• _Exercise requirements_: Count the lines in the entries below that contain the word "dark". Reply with only that number.

• _Records for this exercise_:
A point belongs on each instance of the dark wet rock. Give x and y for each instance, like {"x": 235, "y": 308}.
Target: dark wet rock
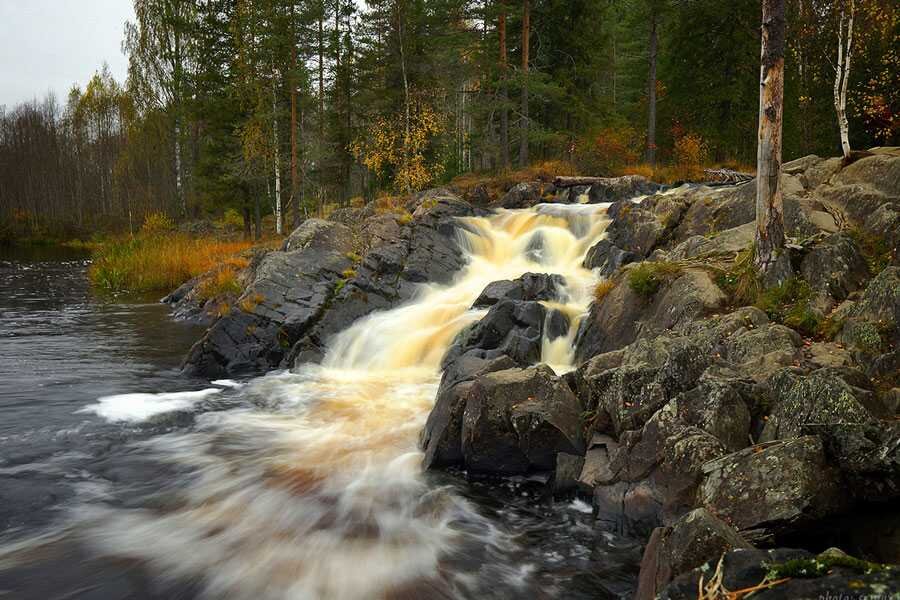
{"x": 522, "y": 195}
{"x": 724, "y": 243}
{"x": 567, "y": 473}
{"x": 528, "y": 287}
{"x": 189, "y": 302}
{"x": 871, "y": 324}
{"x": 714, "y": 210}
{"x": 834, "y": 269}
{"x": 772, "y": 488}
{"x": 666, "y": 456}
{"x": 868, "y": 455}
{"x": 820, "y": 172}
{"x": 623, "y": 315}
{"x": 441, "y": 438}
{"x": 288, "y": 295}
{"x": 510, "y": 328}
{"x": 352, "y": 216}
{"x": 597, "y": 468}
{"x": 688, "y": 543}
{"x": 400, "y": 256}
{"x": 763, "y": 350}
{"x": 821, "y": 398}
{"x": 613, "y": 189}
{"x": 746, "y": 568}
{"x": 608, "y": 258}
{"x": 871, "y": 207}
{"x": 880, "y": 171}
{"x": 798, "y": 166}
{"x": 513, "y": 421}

--

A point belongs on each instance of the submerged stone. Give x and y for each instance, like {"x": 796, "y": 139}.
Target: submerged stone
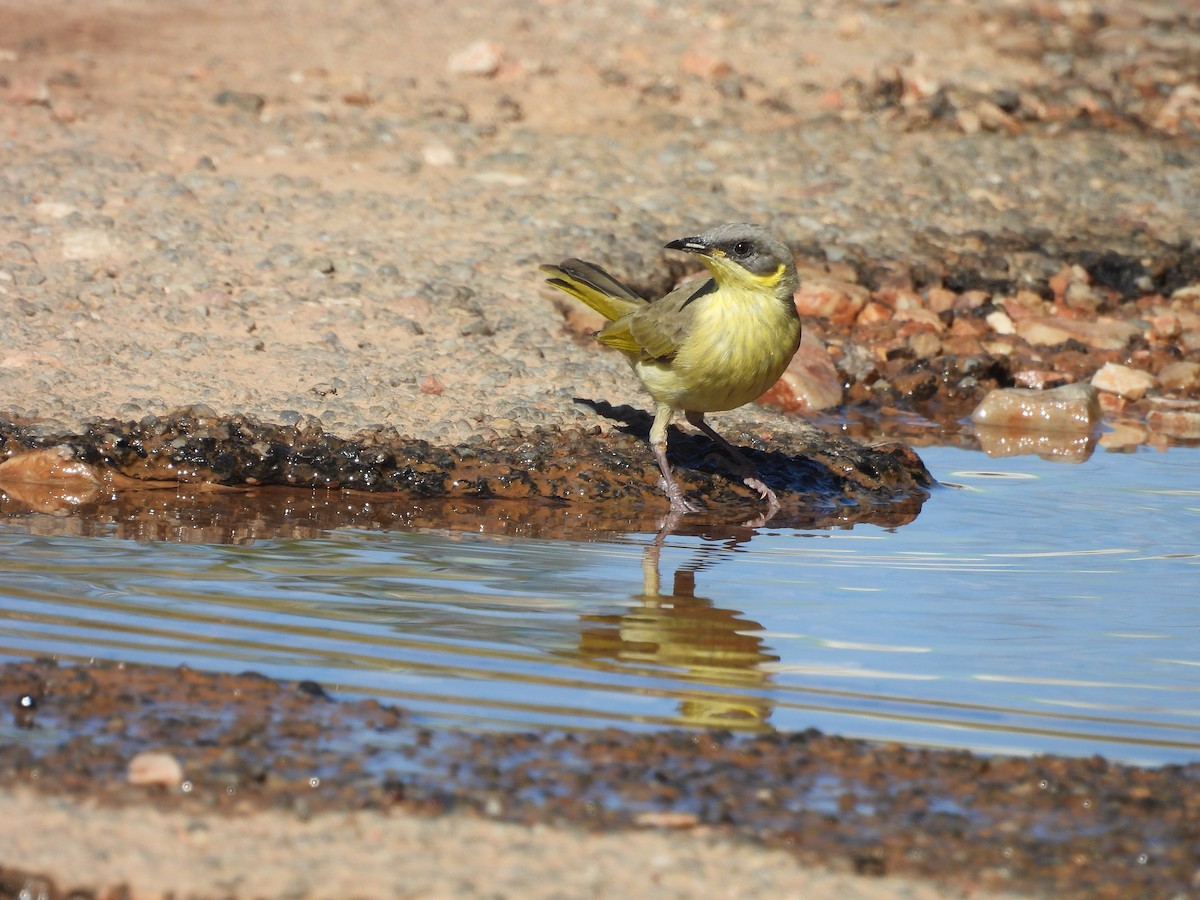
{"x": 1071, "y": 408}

• _Task answer_: 2